ASSIGNMENT:
Among the lines below, restate word for word only those from the line with "Target: slate roof" through the line with "Target: man in white shirt", with both end lines kept.

Referring expression data:
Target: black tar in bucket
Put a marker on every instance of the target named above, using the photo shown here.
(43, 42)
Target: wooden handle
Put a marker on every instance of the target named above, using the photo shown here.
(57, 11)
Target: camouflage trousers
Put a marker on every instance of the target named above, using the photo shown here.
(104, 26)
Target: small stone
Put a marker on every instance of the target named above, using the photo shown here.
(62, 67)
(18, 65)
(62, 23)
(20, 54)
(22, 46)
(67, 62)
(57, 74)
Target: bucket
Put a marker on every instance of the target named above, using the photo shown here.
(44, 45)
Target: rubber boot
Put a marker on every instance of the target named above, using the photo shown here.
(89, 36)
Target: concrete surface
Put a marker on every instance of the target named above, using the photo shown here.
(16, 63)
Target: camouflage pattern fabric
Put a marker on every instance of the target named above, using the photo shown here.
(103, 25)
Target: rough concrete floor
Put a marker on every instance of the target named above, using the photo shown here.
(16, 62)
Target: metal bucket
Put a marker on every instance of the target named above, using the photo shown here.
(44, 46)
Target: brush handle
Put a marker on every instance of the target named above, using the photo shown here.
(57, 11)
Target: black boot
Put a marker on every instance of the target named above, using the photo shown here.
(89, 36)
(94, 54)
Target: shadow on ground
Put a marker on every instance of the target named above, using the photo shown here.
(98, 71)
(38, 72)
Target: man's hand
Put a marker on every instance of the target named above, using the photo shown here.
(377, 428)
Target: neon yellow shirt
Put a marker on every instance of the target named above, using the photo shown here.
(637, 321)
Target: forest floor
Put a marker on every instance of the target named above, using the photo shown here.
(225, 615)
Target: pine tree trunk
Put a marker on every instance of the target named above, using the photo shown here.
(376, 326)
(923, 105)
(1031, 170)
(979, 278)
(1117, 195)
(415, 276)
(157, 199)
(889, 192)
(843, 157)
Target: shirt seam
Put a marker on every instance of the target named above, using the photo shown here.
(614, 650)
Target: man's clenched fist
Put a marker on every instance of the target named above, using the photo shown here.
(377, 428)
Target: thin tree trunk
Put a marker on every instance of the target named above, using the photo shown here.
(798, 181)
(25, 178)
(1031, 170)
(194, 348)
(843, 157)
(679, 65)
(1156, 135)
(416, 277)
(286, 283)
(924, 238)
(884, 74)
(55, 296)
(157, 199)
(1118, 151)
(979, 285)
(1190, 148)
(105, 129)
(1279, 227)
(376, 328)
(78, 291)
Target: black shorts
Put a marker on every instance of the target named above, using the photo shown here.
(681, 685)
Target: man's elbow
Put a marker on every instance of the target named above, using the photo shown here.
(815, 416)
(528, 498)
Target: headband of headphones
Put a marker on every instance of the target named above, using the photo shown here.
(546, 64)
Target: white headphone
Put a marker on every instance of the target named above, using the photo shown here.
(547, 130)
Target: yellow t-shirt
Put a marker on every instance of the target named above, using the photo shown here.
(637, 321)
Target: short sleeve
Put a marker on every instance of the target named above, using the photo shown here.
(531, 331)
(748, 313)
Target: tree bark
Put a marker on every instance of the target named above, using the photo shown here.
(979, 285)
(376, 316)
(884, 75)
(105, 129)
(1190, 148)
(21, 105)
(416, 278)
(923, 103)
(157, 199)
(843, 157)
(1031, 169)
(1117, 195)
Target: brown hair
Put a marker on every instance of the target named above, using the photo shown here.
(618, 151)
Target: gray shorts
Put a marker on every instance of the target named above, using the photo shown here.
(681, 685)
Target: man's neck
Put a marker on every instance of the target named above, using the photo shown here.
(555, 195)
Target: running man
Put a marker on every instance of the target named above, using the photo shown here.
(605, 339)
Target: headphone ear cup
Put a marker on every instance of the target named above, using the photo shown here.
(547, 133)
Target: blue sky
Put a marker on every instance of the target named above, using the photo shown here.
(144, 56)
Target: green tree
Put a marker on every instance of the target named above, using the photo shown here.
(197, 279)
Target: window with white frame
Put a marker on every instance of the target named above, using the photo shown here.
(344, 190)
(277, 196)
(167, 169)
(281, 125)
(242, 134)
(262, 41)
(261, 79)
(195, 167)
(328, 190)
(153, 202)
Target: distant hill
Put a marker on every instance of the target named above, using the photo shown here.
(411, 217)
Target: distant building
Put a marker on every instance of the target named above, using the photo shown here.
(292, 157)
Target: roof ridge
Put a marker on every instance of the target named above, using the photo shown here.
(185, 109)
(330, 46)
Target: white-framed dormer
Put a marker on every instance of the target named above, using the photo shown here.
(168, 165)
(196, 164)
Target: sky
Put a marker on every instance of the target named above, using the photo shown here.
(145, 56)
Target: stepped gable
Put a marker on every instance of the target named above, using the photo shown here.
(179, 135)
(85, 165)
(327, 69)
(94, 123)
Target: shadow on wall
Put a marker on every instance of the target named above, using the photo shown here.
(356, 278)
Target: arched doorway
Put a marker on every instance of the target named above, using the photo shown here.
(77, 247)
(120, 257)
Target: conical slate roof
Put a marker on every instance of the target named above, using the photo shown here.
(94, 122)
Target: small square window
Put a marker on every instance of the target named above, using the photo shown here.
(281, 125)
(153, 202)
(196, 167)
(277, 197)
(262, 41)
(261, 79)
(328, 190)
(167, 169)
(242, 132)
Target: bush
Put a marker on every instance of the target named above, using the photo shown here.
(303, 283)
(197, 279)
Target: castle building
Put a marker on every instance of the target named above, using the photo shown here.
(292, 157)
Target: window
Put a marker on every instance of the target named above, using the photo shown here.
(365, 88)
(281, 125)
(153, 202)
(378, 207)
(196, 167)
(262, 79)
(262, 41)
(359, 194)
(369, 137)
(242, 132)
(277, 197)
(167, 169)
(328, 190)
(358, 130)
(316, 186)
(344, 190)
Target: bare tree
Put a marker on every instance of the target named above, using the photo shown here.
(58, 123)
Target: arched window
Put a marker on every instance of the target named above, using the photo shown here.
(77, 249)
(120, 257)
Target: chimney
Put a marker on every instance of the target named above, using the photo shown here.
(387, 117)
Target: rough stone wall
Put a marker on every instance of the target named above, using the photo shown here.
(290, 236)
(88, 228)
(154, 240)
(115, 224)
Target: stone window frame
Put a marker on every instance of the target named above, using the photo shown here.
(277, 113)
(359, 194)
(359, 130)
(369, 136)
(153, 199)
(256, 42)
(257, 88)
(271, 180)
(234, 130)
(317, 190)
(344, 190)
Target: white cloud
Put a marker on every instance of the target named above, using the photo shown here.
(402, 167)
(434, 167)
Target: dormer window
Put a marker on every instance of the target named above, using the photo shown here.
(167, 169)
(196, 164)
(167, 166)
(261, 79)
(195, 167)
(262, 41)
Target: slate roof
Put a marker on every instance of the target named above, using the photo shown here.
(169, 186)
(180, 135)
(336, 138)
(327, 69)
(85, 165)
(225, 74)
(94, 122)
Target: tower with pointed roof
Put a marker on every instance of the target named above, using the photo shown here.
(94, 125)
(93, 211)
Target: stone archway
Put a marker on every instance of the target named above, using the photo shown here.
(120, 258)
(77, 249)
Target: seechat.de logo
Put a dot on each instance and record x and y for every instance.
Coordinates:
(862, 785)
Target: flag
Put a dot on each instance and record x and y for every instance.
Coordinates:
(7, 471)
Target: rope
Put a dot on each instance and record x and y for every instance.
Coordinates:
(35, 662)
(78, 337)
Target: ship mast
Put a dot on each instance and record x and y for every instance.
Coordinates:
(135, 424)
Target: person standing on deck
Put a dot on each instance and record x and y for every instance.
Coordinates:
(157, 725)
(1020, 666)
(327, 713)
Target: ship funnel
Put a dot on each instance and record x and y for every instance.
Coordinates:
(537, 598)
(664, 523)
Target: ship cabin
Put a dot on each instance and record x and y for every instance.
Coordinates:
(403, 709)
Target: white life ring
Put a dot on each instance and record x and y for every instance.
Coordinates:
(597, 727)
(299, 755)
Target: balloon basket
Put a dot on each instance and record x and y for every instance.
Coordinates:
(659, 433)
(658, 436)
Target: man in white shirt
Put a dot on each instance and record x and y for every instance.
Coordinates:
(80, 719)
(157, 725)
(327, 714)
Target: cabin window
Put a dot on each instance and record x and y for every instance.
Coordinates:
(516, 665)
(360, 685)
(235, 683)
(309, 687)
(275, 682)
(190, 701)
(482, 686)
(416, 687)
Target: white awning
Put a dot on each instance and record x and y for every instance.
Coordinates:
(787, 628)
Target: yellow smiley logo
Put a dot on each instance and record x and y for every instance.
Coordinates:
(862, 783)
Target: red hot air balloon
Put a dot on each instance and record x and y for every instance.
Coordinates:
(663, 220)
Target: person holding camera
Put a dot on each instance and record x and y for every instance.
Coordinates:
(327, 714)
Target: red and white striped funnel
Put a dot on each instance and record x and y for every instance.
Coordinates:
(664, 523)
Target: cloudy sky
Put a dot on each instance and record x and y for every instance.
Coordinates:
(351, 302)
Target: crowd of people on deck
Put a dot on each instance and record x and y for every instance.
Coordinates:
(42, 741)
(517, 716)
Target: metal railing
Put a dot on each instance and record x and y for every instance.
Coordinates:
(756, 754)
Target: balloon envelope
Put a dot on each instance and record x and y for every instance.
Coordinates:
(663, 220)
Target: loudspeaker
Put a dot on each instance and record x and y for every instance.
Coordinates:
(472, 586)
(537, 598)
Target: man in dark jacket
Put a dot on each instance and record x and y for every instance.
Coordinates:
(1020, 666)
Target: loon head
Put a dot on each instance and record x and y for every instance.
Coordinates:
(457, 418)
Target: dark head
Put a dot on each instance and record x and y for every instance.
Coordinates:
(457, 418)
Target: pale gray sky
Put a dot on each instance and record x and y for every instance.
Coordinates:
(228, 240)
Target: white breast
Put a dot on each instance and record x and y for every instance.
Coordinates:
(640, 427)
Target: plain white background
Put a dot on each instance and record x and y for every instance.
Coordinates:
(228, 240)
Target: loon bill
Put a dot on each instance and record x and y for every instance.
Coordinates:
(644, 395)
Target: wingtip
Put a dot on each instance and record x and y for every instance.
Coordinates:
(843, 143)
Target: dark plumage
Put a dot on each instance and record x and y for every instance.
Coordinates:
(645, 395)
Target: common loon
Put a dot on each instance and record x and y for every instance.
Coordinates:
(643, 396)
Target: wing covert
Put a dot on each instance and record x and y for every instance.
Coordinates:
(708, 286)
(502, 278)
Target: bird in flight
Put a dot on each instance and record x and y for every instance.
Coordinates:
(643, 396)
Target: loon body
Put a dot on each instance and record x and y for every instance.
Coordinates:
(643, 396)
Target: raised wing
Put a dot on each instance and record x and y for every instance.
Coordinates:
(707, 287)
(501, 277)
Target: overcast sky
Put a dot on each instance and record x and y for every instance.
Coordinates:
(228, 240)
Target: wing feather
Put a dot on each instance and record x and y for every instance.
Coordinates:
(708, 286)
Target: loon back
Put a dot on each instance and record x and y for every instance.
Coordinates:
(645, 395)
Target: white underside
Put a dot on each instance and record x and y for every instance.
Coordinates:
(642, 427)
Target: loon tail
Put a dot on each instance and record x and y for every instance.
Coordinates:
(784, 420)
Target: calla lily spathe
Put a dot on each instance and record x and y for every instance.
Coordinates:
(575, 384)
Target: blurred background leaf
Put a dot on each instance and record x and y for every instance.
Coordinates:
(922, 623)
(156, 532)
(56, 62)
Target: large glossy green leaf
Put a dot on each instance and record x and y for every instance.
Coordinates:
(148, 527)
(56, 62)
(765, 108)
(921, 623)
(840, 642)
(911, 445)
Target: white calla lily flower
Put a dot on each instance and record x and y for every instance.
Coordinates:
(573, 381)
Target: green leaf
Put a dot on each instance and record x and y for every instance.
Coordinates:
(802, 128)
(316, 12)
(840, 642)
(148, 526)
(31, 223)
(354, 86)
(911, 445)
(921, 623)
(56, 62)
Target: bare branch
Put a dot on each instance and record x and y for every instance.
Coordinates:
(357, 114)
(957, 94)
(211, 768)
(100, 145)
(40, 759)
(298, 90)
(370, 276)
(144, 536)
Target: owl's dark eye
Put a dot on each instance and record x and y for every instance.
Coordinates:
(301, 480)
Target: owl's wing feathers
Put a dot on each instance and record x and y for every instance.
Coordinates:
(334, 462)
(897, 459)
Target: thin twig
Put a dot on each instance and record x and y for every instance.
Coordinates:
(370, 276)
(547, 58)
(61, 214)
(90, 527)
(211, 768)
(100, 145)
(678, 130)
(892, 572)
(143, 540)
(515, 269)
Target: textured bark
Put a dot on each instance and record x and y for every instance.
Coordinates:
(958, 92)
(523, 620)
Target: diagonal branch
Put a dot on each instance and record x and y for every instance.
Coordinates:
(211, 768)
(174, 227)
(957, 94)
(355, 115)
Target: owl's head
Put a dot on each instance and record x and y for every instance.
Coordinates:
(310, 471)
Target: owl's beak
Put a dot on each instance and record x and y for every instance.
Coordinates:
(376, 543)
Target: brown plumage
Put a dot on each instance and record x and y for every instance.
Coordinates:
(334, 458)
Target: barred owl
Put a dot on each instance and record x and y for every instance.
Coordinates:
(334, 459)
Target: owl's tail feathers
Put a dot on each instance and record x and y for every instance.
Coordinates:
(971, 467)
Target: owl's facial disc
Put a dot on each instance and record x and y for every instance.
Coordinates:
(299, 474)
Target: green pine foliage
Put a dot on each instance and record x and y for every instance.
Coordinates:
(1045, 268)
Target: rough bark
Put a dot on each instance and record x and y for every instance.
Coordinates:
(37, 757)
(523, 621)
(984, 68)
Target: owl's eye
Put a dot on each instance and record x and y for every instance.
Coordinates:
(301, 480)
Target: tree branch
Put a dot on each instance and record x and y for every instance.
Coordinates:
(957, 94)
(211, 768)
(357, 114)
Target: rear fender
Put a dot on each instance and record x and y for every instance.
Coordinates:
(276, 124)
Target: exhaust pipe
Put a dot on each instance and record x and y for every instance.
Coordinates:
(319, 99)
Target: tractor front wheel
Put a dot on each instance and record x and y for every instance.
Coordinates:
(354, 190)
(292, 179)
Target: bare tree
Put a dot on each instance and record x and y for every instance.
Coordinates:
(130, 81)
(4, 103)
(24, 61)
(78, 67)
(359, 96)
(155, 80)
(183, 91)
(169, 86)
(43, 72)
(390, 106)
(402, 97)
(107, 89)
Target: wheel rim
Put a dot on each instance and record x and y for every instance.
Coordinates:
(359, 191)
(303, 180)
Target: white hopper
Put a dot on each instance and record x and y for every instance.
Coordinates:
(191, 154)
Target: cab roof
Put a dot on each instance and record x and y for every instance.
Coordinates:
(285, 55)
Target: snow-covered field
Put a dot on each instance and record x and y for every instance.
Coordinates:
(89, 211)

RESPONSE TO THE TASK:
Target: slate roof
Put a marker on every instance of the target named above, using the photo shown here.
(169, 186)
(180, 135)
(336, 138)
(327, 69)
(85, 165)
(225, 74)
(94, 122)
Target: tower with pointed roof
Put a marker on every instance of the target named above, using the photo shown here.
(94, 125)
(93, 211)
Target: stone archway
Put a marker on every instance of the target named above, using the photo shown here.
(120, 258)
(77, 249)
Target: seechat.de logo
Put a dot on each instance and record x and y for every instance.
Coordinates:
(862, 785)
Target: flag
Put a dot on each instance and record x and y for every instance.
Coordinates:
(7, 471)
Target: rope
Put a dot on each instance and record x and y for every instance.
Coordinates:
(35, 662)
(78, 337)
Target: ship mast
Put a dot on each instance and record x and y for every instance.
Coordinates:
(135, 424)
Target: person standing on deck
Put a dot on each instance and record x and y for every instance.
Coordinates:
(157, 725)
(1020, 666)
(327, 713)
Target: ship funnel
Put a dot on each instance and record x and y for every instance.
Coordinates:
(537, 598)
(664, 523)
Target: ship cabin
Put a dot on each instance and record x and y for every instance.
Coordinates:
(403, 709)
Target: white life ring
Put a dot on each instance and record x and y for every instance.
Coordinates:
(597, 727)
(299, 755)
Target: balloon basket
Put a dot on each instance and record x and y for every instance.
Coordinates:
(659, 433)
(658, 436)
Target: man in white shirt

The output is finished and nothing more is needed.